===== 本文
指圧(押圧法)の創始者で教師猫の師匠である、浪越徳治郎先生は『痛い指圧に、効果はない』と常々力説されていました。しかし、当時は現在のような、“高性能の精密検査器機”は存在しませんでした。『鬼灯(ほおずき)の芯をほぐすように』と指導され、肘や膝などの鋭利な部位を用いることや強圧を戒められました。しかし、数百年におよぶ手技療法の“自覚症”緩和の経験(歴史)は、徳治郎先生の主張を“陰で否定”し継承されていきました。このことが“指圧は痛いほど効く”という誤認識を与えた原因です。
指圧は痛いほど効くのですか〕で概説しましたが、身体に苦痛刺激が加わると、身体は苦痛刺激から身を守るために様々な防衛反応を起こします。特に『ベーター・エンドルフィン』の作用には劇的な鎮痛効果があります。患者さんの「最初は痛かったけど、後はスッキリ気持ちがよくなりました」という体験は苦痛刺激に対して脳内麻薬である『エンドルフィン』が患者さんの脳から放出されたためです。脳内麻薬(エンドルフィンなど)の発見は1970年代で、その作用に専門家から異論が出なくなったのは近年です。

数十年前に、某テレビ局に出演中の美容研究家から『最近流行の指圧、あれは全身打撲』との発言があり、物議をかもしました。『国が認めた技術を“全身打撲”とは何事か、暴言にも程がある謝罪せよ』と抗議し、某テレビ局では、発言を撤回し、一度の失言に対し二度にわたる異例の謝罪を行ないました。しかし、最新のMRI画像は、苦痛刺激による「最初は痛かった、後は気持ちがよくなった」という自覚的な症状改善を“他覚的に否定”しています。そこに観察される物は、骨格筋の炎症と限度を超えた刺激によって破壊された、骨格筋の不完全再生による“肉芽組織”の増加です。限度を超えた刺激に対する、某美容研究家の先生のご意見は正しかったのです。故人となられた某先生に教師猫はお詫びします。

最新の医療検査器機が次々に、様々な疾患原因や治療結果の是非を“他覚的”に証明していきます。いかに、患者の満足や“自覚的”症状改善結果が得られても、これらに同意してはならない。疾病治療専門の治療家である以上、常に他覚的治療効果を求め確認しなければならないと教師猫は考えます。腰椎椎間板ヘルニアの治療にあたり、『“ヘルニア”とは飛び出したという意味です。飛び出した軟骨を指圧で押し込みます』と説明し、『これをどうやって押し込むの?』と患者さんからMRI画像を提出されて問われたら、どのように対応しますか。“肩こり”に対する施術結果をMRI画像で確認するよう患者さんに奨められますか。教師猫が血液循環の物理的知識やミクロの医学にもこだわる理由がここにあります。
==========
===== データ抜粋
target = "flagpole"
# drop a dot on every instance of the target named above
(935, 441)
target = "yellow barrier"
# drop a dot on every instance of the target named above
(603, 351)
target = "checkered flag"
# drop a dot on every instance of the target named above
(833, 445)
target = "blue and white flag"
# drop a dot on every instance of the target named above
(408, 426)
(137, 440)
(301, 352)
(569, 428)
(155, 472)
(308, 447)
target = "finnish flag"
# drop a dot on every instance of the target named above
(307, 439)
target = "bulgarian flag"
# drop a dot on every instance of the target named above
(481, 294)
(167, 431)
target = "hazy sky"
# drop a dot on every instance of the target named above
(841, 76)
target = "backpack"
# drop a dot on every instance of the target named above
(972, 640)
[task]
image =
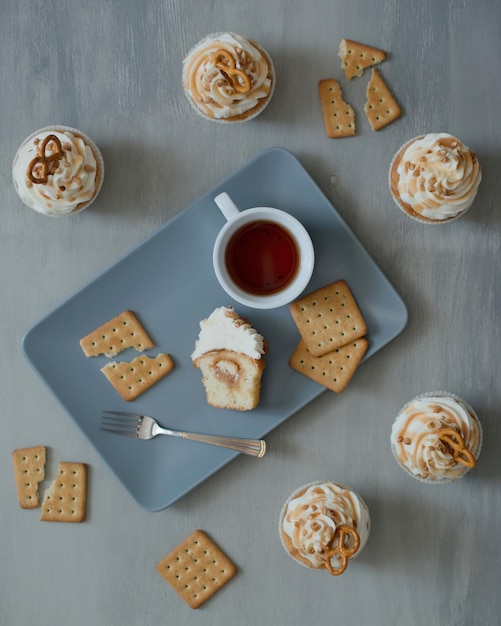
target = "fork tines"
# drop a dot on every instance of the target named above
(120, 423)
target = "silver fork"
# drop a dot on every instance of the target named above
(145, 427)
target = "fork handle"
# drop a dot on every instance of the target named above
(253, 447)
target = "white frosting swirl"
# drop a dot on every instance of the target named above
(310, 520)
(438, 176)
(415, 437)
(211, 90)
(73, 183)
(224, 330)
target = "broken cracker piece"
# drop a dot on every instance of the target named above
(333, 370)
(356, 57)
(132, 378)
(196, 569)
(381, 107)
(122, 332)
(66, 498)
(29, 471)
(338, 115)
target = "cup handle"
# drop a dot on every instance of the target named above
(226, 205)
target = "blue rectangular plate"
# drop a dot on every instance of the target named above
(169, 283)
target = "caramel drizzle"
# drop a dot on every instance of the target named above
(341, 549)
(455, 445)
(44, 164)
(238, 79)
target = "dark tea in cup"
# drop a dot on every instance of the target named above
(262, 257)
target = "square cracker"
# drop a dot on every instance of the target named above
(66, 498)
(333, 370)
(328, 318)
(356, 57)
(338, 115)
(196, 569)
(29, 471)
(133, 378)
(381, 107)
(122, 332)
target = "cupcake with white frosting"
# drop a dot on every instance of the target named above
(58, 171)
(324, 525)
(230, 355)
(434, 178)
(436, 437)
(228, 78)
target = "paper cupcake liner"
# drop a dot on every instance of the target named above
(247, 115)
(363, 540)
(415, 216)
(97, 155)
(476, 453)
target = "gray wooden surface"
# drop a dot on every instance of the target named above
(113, 69)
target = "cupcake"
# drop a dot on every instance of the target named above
(323, 525)
(230, 355)
(228, 78)
(58, 171)
(436, 438)
(434, 178)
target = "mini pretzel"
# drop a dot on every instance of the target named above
(341, 549)
(455, 443)
(48, 163)
(227, 66)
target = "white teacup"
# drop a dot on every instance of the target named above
(263, 257)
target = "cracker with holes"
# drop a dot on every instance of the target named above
(66, 498)
(356, 57)
(29, 471)
(333, 370)
(338, 115)
(122, 332)
(381, 107)
(132, 378)
(328, 318)
(196, 569)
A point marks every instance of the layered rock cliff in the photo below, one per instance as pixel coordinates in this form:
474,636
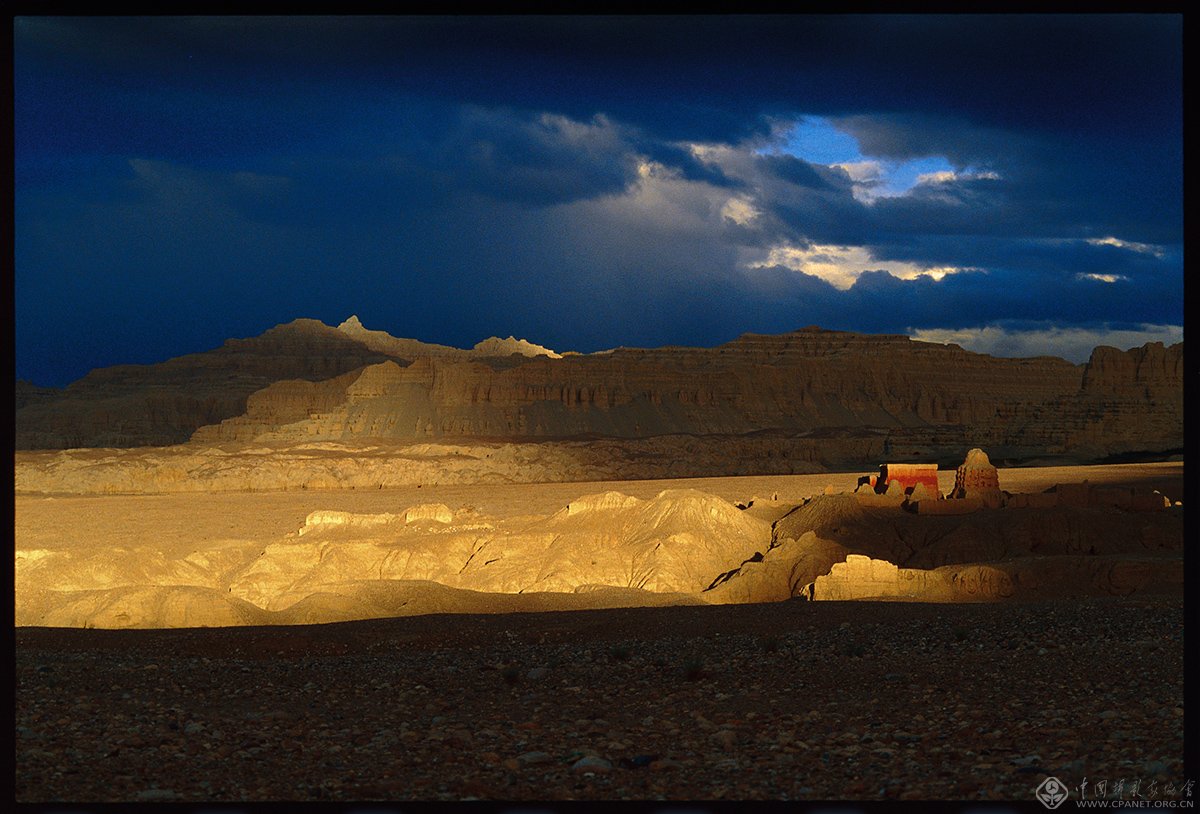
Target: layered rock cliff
163,403
922,400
==========
(作業内容): 上の本文から、「指圧は痛いほど効くのですか〕」で始まり「だわる理由がここにあります。」で終わる部分を、両端の語句も含めて一字一句変えずに書き出してください。

(完成した作業):
指圧は痛いほど効くのですか〕で概説しましたが、身体に苦痛刺激が加わると、身体は苦痛刺激から身を守るために様々な防衛反応を起こします。特に『ベーター・エンドルフィン』の作用には劇的な鎮痛効果があります。患者さんの「最初は痛かったけど、後はスッキリ気持ちがよくなりました」という体験は苦痛刺激に対して脳内麻薬である『エンドルフィン』が患者さんの脳から放出されたためです。脳内麻薬(エンドルフィンなど)の発見は1970年代で、その作用に専門家から異論が出なくなったのは近年です。

数十年前に、某テレビ局に出演中の美容研究家から『最近流行の指圧、あれは全身打撲』との発言があり、物議をかもしました。『国が認めた技術を“全身打撲”とは何事か、暴言にも程がある謝罪せよ』と抗議し、某テレビ局では、発言を撤回し、一度の失言に対し二度にわたる異例の謝罪を行ないました。しかし、最新のMRI画像は、苦痛刺激による「最初は痛かった、後は気持ちがよくなった」という自覚的な症状改善を“他覚的に否定”しています。そこに観察される物は、骨格筋の炎症と限度を超えた刺激によって破壊された、骨格筋の不完全再生による“肉芽組織”の増加です。限度を超えた刺激に対する、某美容研究家の先生のご意見は正しかったのです。故人となられた某先生に教師猫はお詫びします。

最新の医療検査器機が次々に、様々な疾患原因や治療結果の是非を“他覚的”に証明していきます。いかに、患者の満足や“自覚的”症状改善結果が得られても、これらに同意してはならない。疾病治療専門の治療家である以上、常に他覚的治療効果を求め確認しなければならないと教師猫は考えます。腰椎椎間板ヘルニアの治療にあたり、『“ヘルニア”とは飛び出したという意味です。飛び出した軟骨を指圧で押し込みます』と説明し、『これをどうやって押し込むの?』と患者さんからMRI画像を提出されて問われたら、どのように対応しますか。“肩こり”に対する施術結果をMRI画像で確認するよう患者さんに奨められますか。教師猫が血液循環の物理的知識やミクロの医学にもこだわる理由がここにあります。